[Region labeling records]
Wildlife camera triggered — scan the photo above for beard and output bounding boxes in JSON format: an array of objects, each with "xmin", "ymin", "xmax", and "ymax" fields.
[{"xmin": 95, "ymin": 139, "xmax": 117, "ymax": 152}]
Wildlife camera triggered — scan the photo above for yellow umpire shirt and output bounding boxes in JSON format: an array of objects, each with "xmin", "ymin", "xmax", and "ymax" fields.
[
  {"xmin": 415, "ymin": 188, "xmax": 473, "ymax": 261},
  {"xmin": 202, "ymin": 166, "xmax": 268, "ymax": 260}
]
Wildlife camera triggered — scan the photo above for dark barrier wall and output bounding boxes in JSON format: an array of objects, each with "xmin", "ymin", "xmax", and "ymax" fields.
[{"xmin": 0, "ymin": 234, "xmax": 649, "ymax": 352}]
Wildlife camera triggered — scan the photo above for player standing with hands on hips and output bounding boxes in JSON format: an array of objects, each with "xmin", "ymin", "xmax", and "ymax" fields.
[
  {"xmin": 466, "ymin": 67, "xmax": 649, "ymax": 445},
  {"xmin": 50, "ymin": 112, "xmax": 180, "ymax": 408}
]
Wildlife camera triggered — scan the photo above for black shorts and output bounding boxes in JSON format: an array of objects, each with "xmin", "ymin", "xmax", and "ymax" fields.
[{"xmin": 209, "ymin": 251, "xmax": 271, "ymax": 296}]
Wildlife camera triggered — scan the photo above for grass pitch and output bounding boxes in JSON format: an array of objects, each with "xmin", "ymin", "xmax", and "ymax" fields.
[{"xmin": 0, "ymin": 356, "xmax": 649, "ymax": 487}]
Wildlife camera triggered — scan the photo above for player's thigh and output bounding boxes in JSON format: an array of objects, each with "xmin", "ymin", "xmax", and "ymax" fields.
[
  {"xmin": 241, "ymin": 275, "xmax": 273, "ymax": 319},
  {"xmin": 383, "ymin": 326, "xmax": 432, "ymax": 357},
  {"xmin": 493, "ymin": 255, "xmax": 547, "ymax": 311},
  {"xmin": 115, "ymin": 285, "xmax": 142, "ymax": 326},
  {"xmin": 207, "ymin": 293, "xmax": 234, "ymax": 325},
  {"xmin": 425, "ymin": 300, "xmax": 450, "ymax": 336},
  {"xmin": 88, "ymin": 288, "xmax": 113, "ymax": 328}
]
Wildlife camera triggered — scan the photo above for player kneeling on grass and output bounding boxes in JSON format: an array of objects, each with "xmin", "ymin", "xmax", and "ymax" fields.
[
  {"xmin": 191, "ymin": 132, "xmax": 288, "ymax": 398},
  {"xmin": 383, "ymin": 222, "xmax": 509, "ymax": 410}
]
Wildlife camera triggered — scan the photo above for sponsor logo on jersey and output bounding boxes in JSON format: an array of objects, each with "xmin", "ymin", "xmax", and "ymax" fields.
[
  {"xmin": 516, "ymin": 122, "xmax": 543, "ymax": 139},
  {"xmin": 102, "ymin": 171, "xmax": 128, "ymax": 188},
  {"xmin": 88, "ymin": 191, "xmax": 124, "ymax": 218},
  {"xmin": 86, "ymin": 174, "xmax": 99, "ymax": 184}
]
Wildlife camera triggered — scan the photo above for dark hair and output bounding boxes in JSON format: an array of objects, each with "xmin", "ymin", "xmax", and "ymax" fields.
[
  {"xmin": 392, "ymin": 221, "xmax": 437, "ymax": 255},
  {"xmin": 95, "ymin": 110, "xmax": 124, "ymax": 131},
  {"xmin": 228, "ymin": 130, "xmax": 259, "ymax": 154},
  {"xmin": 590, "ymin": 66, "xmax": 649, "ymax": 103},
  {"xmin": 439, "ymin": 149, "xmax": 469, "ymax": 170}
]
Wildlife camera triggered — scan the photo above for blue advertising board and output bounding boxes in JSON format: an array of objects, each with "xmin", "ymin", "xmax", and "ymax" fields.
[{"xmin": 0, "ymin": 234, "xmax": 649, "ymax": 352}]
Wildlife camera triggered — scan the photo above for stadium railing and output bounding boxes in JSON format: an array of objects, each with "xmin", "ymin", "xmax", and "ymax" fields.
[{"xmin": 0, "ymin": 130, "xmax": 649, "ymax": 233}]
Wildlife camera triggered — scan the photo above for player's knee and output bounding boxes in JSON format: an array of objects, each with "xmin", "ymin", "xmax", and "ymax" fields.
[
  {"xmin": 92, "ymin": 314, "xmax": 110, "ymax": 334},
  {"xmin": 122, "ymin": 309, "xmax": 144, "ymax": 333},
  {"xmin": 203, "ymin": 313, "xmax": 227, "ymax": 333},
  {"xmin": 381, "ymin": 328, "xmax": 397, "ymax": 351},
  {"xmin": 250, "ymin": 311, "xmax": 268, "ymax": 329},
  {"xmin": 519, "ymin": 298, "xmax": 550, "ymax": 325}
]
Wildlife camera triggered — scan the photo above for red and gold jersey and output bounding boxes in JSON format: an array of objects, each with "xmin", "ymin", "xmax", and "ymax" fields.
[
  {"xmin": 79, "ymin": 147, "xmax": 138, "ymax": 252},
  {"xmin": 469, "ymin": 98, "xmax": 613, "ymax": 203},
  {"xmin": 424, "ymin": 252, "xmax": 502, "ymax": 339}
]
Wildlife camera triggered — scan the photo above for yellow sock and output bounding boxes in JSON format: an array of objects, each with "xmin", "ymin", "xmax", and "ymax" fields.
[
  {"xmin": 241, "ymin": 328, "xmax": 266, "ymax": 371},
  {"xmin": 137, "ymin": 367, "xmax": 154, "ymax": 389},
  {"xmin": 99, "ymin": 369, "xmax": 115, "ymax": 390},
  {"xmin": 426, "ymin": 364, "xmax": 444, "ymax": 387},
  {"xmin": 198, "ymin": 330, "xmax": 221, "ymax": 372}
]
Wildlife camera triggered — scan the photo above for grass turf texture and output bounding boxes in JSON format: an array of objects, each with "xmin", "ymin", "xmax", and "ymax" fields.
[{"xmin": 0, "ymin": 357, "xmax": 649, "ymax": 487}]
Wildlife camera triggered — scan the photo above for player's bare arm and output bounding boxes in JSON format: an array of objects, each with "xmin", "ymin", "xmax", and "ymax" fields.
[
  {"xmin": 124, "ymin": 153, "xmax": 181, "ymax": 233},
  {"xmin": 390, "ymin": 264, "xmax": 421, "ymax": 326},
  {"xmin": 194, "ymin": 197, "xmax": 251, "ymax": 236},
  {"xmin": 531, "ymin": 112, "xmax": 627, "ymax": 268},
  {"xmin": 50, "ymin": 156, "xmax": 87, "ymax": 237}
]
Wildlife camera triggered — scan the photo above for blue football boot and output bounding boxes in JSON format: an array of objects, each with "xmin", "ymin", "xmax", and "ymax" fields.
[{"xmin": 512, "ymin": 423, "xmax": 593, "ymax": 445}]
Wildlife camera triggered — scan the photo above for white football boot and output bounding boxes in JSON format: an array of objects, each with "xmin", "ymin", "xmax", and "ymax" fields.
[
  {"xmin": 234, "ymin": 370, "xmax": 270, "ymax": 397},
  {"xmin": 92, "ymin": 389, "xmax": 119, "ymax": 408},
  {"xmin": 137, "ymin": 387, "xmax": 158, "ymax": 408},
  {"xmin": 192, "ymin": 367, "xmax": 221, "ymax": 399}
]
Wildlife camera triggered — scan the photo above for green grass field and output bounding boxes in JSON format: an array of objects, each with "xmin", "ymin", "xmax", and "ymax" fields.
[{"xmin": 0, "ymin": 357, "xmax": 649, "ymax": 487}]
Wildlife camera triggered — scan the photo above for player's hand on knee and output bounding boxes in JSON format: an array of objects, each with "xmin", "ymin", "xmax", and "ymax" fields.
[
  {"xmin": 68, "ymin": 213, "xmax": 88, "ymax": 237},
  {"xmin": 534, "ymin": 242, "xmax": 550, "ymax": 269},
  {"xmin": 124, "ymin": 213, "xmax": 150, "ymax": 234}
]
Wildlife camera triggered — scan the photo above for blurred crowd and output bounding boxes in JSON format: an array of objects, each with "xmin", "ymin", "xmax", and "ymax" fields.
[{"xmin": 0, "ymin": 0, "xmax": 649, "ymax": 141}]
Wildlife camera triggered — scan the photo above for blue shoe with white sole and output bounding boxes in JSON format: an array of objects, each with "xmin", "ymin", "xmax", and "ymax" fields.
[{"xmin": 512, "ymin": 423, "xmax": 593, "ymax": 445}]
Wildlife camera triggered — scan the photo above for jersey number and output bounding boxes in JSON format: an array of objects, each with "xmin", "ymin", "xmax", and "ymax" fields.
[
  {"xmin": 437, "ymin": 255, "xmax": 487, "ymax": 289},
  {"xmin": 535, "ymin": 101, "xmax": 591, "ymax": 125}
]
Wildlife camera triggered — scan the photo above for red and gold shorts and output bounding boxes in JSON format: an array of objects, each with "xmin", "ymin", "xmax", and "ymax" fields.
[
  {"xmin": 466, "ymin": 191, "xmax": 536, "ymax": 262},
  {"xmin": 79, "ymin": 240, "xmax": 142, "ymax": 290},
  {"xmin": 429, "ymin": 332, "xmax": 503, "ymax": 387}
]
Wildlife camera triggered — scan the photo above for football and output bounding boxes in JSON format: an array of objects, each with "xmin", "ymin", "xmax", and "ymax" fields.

▶ _Task directions_:
Please return every line of the records above that contains the string "umpire", treating uppercase and lowercase as different.

▶ _Answer to the task_:
Wildlife camera triggered — scan the photo above for yellow umpire shirt and output bounding boxes in JSON format: an array of objects, each with "xmin", "ymin", "xmax", and "ymax" fields.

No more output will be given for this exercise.